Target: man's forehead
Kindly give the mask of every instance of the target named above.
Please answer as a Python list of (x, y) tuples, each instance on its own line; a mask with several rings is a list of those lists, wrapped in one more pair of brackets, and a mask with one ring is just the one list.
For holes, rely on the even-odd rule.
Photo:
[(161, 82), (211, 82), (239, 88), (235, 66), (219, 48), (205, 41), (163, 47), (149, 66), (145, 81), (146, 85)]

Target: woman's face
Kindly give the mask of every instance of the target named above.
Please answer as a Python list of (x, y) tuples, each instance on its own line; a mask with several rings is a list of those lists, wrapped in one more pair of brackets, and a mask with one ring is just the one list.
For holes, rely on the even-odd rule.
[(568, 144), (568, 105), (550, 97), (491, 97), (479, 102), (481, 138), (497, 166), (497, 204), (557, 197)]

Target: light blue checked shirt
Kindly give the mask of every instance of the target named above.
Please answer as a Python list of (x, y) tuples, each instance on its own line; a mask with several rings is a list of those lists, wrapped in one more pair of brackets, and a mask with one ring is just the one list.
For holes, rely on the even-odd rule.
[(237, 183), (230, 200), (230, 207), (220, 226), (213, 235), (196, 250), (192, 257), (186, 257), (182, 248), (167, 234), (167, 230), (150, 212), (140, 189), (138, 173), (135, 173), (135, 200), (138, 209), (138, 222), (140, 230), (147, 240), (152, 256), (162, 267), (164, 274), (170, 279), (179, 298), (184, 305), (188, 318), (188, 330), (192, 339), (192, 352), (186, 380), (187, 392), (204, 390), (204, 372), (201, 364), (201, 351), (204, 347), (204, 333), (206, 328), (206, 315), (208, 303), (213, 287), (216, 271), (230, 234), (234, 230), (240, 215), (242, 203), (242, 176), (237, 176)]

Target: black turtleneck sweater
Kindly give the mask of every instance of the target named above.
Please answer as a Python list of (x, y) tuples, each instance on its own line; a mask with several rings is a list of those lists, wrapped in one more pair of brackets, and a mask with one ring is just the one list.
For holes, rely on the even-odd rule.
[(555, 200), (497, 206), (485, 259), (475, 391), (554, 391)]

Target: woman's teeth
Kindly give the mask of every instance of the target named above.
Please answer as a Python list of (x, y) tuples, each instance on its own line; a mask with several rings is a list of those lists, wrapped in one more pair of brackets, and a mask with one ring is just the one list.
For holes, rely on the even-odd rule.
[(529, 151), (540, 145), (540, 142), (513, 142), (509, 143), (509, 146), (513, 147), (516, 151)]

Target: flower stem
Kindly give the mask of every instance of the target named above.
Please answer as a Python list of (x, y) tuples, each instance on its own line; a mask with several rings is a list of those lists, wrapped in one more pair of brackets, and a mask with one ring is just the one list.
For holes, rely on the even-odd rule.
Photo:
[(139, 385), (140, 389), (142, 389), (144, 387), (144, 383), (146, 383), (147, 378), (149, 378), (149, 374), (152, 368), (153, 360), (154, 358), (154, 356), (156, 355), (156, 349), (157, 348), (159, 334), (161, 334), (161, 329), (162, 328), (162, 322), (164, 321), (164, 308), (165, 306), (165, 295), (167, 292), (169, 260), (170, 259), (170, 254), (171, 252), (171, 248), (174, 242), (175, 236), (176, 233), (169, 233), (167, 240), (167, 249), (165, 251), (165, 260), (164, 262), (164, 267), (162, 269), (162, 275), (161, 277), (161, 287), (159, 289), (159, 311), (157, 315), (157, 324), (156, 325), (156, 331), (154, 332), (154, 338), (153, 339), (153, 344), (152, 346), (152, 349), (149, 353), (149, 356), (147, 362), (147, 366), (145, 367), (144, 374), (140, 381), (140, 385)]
==========
§ AIM: Can you reproduce all of the lines above verbatim, with every character unchanged?

§ EXERCISE ANSWER:
Target: man's forehead
Kindly give the mask of every instance of the target named above.
Please answer as a Python list of (x, y) tuples, each instance on its own line; a mask with several rings is a list of those lists, wrapped in one more pair of brackets, and a mask with one ring is just the one list.
For holes, rely on the even-odd rule.
Photo:
[(161, 82), (211, 82), (239, 88), (235, 66), (219, 48), (205, 41), (163, 47), (149, 66), (145, 81), (146, 85)]

Target: woman's face
Kindly give the mask of every instance of the target named above.
Please answer as a Python list of (x, y) tuples, each instance on its own line; a mask with several rings is a list of those lists, wrapped in one more pair of brackets, and a mask with one ring is just the one list.
For holes, rely on the even-odd rule.
[(568, 144), (568, 105), (550, 97), (491, 97), (479, 102), (481, 138), (497, 166), (497, 204), (557, 197)]

Target: light blue checked shirt
Kindly give the mask of every instance of the target named above.
Please answer as a Python list of (x, y) tuples, each instance on its own line; a mask with several rings is a list of those lists, wrapped in one more pair of brackets, and a mask with one ring is just the one list.
For holes, rely on the even-odd rule.
[(237, 183), (230, 200), (230, 207), (220, 226), (213, 235), (196, 250), (192, 257), (186, 257), (182, 248), (167, 234), (167, 230), (150, 212), (140, 189), (138, 173), (135, 173), (135, 200), (138, 209), (138, 222), (140, 230), (147, 240), (152, 256), (162, 267), (164, 274), (170, 279), (179, 298), (184, 305), (188, 318), (188, 330), (192, 339), (192, 352), (186, 380), (187, 392), (204, 390), (204, 372), (201, 364), (201, 351), (204, 347), (204, 333), (206, 328), (206, 315), (208, 303), (213, 287), (216, 271), (230, 234), (234, 230), (240, 215), (242, 203), (242, 176), (237, 176)]

Target: black turtleneck sweater
Kindly give the mask of every instance of the target named above.
Please answer as a Python list of (x, y) tuples, each instance on its own line; a mask with several rings is a list of those lists, wrapped in one more pair of brackets, and a mask with one ring is just the one list.
For holes, rely on the even-odd rule.
[(555, 200), (497, 206), (485, 259), (475, 391), (554, 391)]

Target: woman's teeth
Kindly give the mask of every instance of the target named above.
Please answer as a Python list of (x, y) tuples, each instance on its own line; a mask with several rings is a list of those lists, wrapped in one more pair of brackets, and a mask with one ring is just the one list.
For holes, rely on the even-odd rule.
[(529, 151), (540, 145), (540, 142), (513, 142), (509, 143), (509, 146), (513, 147), (516, 151)]

Target: flower stem
Kindly give the mask of every instance of the target named above.
Please answer as a Python list of (x, y) tuples, each instance on its own line; a mask with several rings is a list of those lists, wrapped in one more pair of brackets, and a mask with one ring is just the one list.
For holes, rely on the even-odd rule.
Photo:
[(139, 385), (140, 389), (142, 389), (144, 387), (144, 383), (146, 383), (147, 378), (149, 378), (149, 374), (152, 368), (153, 360), (154, 358), (154, 356), (156, 355), (156, 349), (157, 348), (159, 334), (161, 334), (161, 329), (162, 328), (162, 322), (164, 321), (164, 308), (165, 306), (165, 295), (167, 292), (169, 260), (170, 259), (170, 254), (171, 252), (171, 248), (174, 242), (175, 236), (176, 233), (169, 233), (167, 240), (167, 249), (165, 251), (165, 260), (164, 262), (164, 267), (162, 269), (162, 275), (161, 277), (161, 287), (159, 289), (159, 311), (157, 315), (157, 324), (156, 325), (156, 331), (154, 332), (154, 338), (153, 339), (153, 344), (152, 346), (152, 349), (149, 353), (149, 356), (147, 362), (147, 366), (145, 367), (144, 374), (140, 381), (140, 385)]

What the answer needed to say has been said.